:: Text block ::

BATi has become a pioneer in the development and application of CSD for fabrication of high-quality complex oxide films. CSD is a simple, flexible, and cost effective growth technique with the capability of growing thin films over large areas. BATi has also computerized the CSD process, allowing quality controlled films to be fabricated via nano-engineering in a layer-by-layer coating process. Our CSD apparatus is capable of multiple cycles that include immersing, withdrawing, drying, annealing and cooling stages. The number of cycles, the number of stages in a cycle and the processing parameters of each stage can all be controlled automatically. This allows a layer-by-layer control of the coatings at the nanometer scale. The computerized, layer-by-layer CSD process is capable of achieving a dense coating while avoiding large voids in the film, which are often observed in the typical CSD process with polymer additions and thick single layer coatings.

Our CSD method has also shown advantages in composition and structural control. As a result, BST, PZT and BaM thin films have been texturally grown on appropriate substrates by the CSD method, showing crystalline quality nearly equal to that produced by PLD. In the case of multi-component coatings, problems with vapor phase deposition methods are substantially reduced or eliminated in the CSD process.

In order to achieve low microwave loss, high device stability and reproducibility, thin films with minimum defects are desirable. It is especially desirable to provide low defect interfaces. To this end, we have developed buffer layers as adhesion promoter and diffusion barrier to accelerate the formation of an epitaxial film. The buffer layers are preferably compatible with the films and substrates, both structurally and thermally.

:::

The tasks:
• A. Reproduce the passage on CSD film growth, starting with "Our CSD method" and going on through "the CSD process.".
• B. According to the passage on CSD film growth, which stages make up the cycles of the CSD apparatus?

:: Material provided ::

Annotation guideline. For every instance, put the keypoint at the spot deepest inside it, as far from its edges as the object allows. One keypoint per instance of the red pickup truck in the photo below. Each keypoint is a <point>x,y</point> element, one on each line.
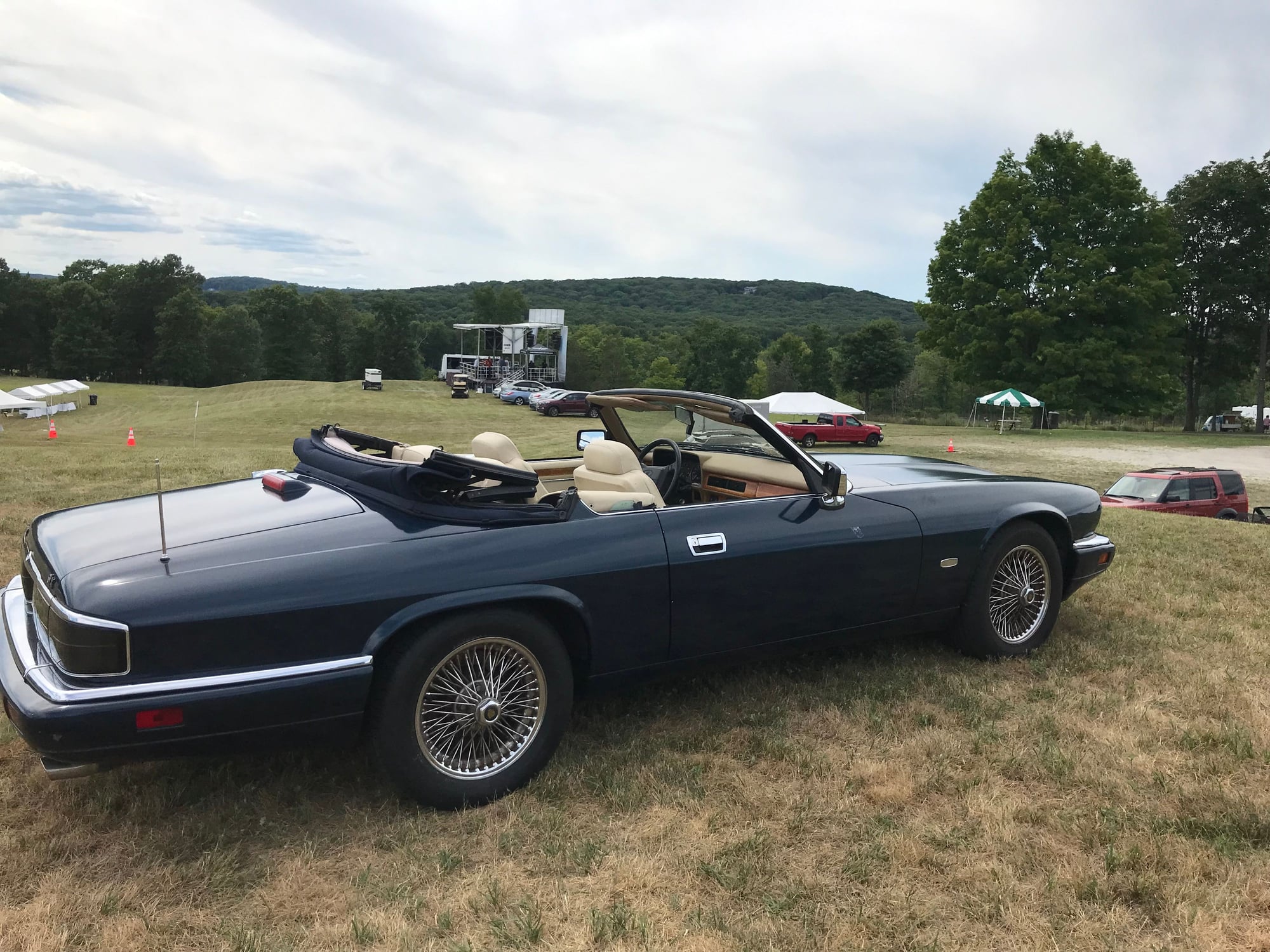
<point>832,428</point>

:::

Worked solutions:
• A.
Our CSD method has also shown advantages in composition and structural control. As a result, BST, PZT and BaM thin films have been texturally grown on appropriate substrates by the CSD method, showing crystalline quality nearly equal to that produced by PLD. In the case of multi-component coatings, problems with vapor phase deposition methods are substantially reduced or eliminated in the CSD process.

• B. Immersing, withdrawing, drying, annealing and cooling.